The records that follow must all be duplicated exactly.
Segment Start: EXTRACTED ENTRIES
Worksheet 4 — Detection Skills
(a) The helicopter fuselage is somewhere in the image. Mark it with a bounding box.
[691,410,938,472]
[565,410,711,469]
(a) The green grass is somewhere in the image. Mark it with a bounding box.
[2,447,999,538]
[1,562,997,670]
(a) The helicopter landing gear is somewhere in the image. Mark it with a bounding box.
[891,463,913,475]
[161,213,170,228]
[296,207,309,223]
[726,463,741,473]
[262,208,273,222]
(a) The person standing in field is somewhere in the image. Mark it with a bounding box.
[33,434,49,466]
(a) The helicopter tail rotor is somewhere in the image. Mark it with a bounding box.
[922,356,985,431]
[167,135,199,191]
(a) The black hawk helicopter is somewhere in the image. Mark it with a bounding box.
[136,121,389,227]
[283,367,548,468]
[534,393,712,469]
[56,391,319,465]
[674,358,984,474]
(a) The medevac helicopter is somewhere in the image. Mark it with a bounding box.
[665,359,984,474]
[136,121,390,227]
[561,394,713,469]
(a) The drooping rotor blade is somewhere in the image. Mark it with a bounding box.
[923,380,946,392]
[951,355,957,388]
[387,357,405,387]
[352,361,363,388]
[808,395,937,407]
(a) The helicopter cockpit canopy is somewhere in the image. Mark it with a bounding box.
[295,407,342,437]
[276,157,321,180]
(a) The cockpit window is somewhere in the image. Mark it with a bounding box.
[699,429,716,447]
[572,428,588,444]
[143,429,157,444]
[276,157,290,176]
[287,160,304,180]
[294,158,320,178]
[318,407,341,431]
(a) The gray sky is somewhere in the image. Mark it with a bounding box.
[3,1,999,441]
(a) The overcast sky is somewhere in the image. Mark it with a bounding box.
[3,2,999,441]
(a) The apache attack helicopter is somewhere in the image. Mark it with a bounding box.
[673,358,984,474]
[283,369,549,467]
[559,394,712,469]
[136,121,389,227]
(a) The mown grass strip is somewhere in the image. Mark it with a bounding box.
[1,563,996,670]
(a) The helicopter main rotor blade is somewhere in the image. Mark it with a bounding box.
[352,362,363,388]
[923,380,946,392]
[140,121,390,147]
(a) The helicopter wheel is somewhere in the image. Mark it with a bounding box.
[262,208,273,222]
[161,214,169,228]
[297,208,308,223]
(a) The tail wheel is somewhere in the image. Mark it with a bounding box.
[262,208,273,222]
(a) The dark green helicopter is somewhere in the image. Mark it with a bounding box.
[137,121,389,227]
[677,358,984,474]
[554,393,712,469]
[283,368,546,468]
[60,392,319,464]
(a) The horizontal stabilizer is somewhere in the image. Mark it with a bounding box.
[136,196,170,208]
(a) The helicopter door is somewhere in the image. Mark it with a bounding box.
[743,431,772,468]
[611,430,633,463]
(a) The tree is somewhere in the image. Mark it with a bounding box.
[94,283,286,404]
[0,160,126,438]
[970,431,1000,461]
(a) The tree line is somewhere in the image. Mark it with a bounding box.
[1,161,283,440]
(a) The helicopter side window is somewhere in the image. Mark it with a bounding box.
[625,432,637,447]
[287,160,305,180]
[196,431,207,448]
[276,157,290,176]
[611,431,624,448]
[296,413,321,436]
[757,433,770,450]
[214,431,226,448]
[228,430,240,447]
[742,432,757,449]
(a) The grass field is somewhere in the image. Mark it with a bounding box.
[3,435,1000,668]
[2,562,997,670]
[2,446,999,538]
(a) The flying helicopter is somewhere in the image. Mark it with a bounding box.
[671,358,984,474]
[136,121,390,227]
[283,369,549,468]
Segment End: EXTRACTED ENTRIES
▶ [OUTPUT]:
Worksheet 4 — Detection Skills
(a) The helicopter fuselage is somewhere in the image. Mark it with a bounding box.
[691,410,938,472]
[565,410,711,469]
(a) The green grass is somewhere in the image. Mark it with a bounding box.
[2,447,999,538]
[1,562,997,670]
(a) The helicopter landing gear is somewhere in the image. Mark it with a bounding box.
[891,463,913,475]
[161,213,170,228]
[296,207,309,223]
[726,463,741,473]
[262,208,273,222]
(a) The person standing in field is somewhere in the image. Mark it with a bounding box.
[33,434,49,466]
(a) The helicopter tail rotor is somewhere in the image. Mark it with a bounding box.
[922,356,985,431]
[167,135,199,191]
(a) The black hawk helicopter is somewhere in the image. Mark it with a bounding box.
[136,121,389,227]
[283,367,548,468]
[534,393,712,469]
[56,391,319,465]
[674,358,984,474]
(a) The medevac helicopter is somewhere in the image. Mark it with a bounding box.
[665,359,984,474]
[136,121,390,227]
[561,394,713,469]
(a) The drooping rotor blade is somewhere in the image. Mark it with a bounding box.
[923,380,946,392]
[951,355,957,388]
[387,357,405,387]
[352,361,363,388]
[808,395,937,407]
(a) The helicopter cockpit canopy is somewhere in the image. Mark it with a bounding box.
[295,407,342,437]
[276,157,321,180]
(a) The cockpit window is somewhere in the image. Mark it with a bounding box.
[699,429,716,447]
[572,428,588,444]
[143,429,157,444]
[276,157,290,176]
[287,160,304,180]
[294,158,320,178]
[318,407,341,431]
(a) The gray sky is somewhere in the image. Mark it with a bounding box.
[3,1,999,441]
(a) The overcast sky is somewhere in the image. Mark it with a bounding box.
[3,2,999,441]
(a) The apache attack helicopter is somewhere in the image. Mark it with a bounding box.
[673,358,984,474]
[283,369,549,467]
[559,394,712,469]
[136,121,389,227]
(a) The mown grass strip is somewhere in the image. Mark it with a bounding box.
[1,563,996,670]
(a) The helicopter main rotor blade is somewhere in the image. Mark it with a bounding box.
[352,362,363,388]
[923,380,946,392]
[140,121,390,147]
(a) The helicopter wheel is somewhere in the image. Mark it with a bounding box.
[262,208,273,222]
[161,214,169,228]
[297,208,308,223]
(a) The tail wheel is somewhere in the image. Mark it with a bounding box.
[262,208,273,222]
(a) The dark green helicopter is somewhere in the image. Mark it with a bounding box.
[137,121,389,227]
[677,358,984,474]
[554,393,712,469]
[283,368,546,468]
[60,392,319,464]
(a) The horizontal stabilizer is somewhere in the image. Mark it with a bounding box.
[136,196,170,208]
(a) The helicopter door is somewhere in the image. Mark it with a bounding box.
[743,431,772,468]
[611,430,633,463]
(a) The tree is somewhere in the image. Mark it with a bounding box.
[94,283,286,404]
[0,160,126,438]
[970,431,1000,461]
(a) The tree line is somewhere in the image. Mark it with a bounding box.
[1,161,283,440]
(a) The helicopter side window is somewhere in the image. Mark it with a bounding box.
[625,432,637,447]
[287,160,305,180]
[196,431,207,448]
[276,157,290,176]
[611,431,624,448]
[296,413,321,436]
[757,433,770,450]
[214,431,226,448]
[228,430,240,447]
[742,432,757,449]
(a) The grass field is somewhere in the image. Mark it with a bounding box.
[3,435,1000,668]
[2,562,997,670]
[2,446,999,538]
(a) The flying helicopter is somewhere in the image. Mark it with a bounding box.
[671,358,984,474]
[136,121,390,227]
[283,369,549,468]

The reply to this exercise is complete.